[Records of where objects are located]
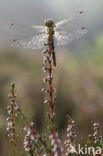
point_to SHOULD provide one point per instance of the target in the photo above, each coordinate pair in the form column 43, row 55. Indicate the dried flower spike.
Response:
column 11, row 121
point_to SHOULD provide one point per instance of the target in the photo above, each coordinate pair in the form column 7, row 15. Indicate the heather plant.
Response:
column 47, row 144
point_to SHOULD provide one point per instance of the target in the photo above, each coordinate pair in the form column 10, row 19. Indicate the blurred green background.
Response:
column 78, row 76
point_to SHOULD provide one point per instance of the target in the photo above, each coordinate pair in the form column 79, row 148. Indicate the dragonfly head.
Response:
column 49, row 23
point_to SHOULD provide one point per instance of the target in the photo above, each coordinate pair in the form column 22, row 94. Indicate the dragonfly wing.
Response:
column 63, row 22
column 35, row 42
column 65, row 37
column 26, row 30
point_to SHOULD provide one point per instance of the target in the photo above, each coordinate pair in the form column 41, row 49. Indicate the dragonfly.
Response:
column 49, row 34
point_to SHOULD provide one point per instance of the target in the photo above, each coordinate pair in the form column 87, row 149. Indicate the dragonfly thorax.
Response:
column 49, row 23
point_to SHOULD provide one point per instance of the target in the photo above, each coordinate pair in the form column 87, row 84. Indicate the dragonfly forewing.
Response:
column 65, row 37
column 35, row 42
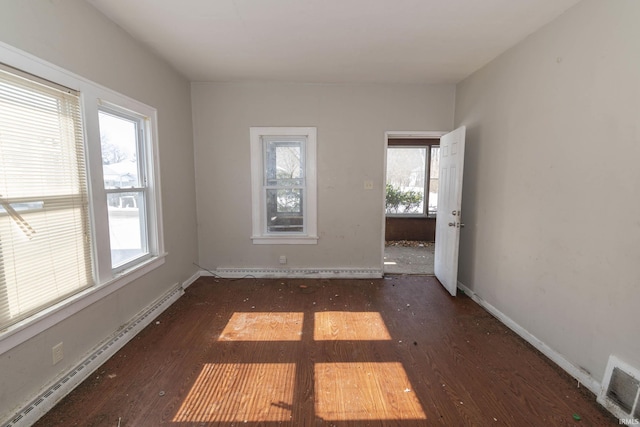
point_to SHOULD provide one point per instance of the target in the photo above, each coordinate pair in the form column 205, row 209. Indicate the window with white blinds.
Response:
column 45, row 244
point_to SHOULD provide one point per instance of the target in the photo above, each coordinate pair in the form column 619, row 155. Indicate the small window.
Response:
column 284, row 185
column 122, row 140
column 412, row 180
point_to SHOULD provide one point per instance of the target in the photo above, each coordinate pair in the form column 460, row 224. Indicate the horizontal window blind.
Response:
column 45, row 248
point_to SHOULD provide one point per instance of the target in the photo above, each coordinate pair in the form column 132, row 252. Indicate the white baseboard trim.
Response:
column 579, row 374
column 62, row 386
column 295, row 273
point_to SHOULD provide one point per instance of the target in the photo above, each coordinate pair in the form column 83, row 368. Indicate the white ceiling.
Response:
column 330, row 41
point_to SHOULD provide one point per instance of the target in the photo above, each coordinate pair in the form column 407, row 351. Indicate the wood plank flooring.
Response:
column 397, row 351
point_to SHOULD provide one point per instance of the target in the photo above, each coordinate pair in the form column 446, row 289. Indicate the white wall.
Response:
column 552, row 194
column 351, row 121
column 73, row 35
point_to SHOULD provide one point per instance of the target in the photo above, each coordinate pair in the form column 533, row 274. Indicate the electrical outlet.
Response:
column 57, row 352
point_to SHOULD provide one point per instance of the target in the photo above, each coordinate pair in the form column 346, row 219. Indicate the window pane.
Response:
column 127, row 226
column 45, row 247
column 434, row 172
column 284, row 210
column 284, row 161
column 406, row 171
column 119, row 142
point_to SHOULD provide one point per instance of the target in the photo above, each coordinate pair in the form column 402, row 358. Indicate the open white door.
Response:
column 448, row 219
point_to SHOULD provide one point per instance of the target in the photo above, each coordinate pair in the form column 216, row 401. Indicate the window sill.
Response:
column 285, row 240
column 21, row 332
column 410, row 216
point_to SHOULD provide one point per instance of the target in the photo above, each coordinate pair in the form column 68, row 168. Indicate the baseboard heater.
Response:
column 60, row 388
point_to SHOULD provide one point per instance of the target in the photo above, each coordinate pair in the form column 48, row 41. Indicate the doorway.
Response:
column 411, row 177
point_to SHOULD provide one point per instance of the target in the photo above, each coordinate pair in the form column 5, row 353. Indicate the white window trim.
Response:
column 259, row 235
column 106, row 280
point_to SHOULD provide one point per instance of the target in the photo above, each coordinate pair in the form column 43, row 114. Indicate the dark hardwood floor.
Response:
column 397, row 351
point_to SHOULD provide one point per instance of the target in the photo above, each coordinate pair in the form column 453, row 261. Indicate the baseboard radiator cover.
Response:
column 620, row 392
column 61, row 387
column 295, row 273
column 582, row 376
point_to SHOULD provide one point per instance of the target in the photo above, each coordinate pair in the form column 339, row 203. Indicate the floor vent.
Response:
column 45, row 401
column 620, row 392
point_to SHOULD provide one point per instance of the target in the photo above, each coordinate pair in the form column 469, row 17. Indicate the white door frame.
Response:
column 402, row 134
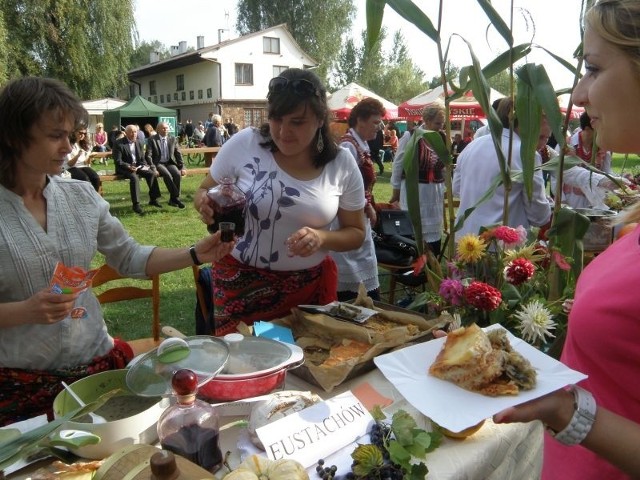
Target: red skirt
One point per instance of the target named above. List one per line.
(26, 394)
(243, 293)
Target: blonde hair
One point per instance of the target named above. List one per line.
(618, 22)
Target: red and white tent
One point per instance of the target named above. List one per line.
(563, 101)
(343, 100)
(464, 107)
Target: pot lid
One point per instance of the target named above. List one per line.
(151, 374)
(595, 212)
(254, 356)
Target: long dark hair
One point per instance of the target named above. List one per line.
(286, 101)
(22, 104)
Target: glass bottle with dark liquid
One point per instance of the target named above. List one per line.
(190, 428)
(228, 205)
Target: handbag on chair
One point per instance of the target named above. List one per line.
(393, 239)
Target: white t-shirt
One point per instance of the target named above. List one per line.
(476, 170)
(278, 204)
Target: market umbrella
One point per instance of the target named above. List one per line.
(464, 107)
(343, 100)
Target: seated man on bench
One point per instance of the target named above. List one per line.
(163, 152)
(130, 163)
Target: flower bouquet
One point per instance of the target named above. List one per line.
(499, 276)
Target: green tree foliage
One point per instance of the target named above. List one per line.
(141, 54)
(85, 43)
(392, 74)
(3, 49)
(347, 68)
(317, 26)
(450, 71)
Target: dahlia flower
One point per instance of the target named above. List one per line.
(482, 296)
(471, 248)
(536, 322)
(518, 271)
(451, 291)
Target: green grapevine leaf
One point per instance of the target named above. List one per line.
(367, 458)
(418, 472)
(399, 455)
(402, 425)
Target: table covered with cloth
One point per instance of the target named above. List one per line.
(495, 452)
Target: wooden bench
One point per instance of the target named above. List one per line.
(185, 151)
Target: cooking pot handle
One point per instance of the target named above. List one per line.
(297, 356)
(73, 439)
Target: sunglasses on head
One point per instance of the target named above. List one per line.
(301, 87)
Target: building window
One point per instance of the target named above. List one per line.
(271, 45)
(254, 117)
(244, 74)
(278, 69)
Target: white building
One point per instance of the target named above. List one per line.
(229, 78)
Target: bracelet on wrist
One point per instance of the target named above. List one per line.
(194, 256)
(582, 420)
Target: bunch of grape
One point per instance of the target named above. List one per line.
(379, 435)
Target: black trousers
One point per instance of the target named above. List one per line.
(134, 184)
(171, 176)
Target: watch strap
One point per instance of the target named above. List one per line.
(582, 420)
(194, 257)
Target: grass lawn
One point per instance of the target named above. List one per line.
(169, 227)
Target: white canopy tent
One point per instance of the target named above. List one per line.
(95, 109)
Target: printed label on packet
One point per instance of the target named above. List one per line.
(71, 280)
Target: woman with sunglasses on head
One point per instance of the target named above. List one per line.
(78, 162)
(603, 414)
(46, 334)
(296, 181)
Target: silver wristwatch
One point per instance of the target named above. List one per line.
(582, 420)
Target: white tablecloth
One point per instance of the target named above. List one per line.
(495, 452)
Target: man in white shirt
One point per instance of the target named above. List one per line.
(477, 168)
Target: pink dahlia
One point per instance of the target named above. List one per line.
(451, 291)
(482, 296)
(519, 271)
(508, 235)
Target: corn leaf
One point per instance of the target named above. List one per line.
(375, 12)
(34, 440)
(496, 21)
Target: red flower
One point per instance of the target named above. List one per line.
(482, 296)
(519, 271)
(506, 234)
(419, 263)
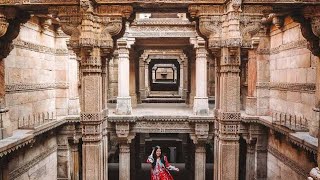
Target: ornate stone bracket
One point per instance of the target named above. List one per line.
(91, 27)
(123, 132)
(10, 21)
(309, 21)
(210, 23)
(201, 134)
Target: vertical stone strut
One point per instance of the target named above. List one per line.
(123, 99)
(10, 21)
(91, 29)
(221, 26)
(201, 106)
(124, 138)
(200, 138)
(142, 76)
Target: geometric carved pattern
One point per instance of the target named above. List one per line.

§ **What is needed**
Repeat word for word the stretch from the start of the entries through the line that contains "column 78, row 76", leaving the pictures out of your answer.

§ **Worked solution**
point_to SHOULD provide one point per instance of the target in the photo above, each coordinate pair in the form column 43, row 55. Indicate the dried flower spike.
Response:
column 11, row 121
point_to SHOULD provide one point per instance of the target in the photo above, each coordinate pair in the form column 7, row 15. Indicate the heather plant.
Response:
column 47, row 144
point_to SHOULD provide one point per instance of the target in the photo above, each coordinate pair in the form column 10, row 19. Indicate the blurred green background.
Response:
column 78, row 76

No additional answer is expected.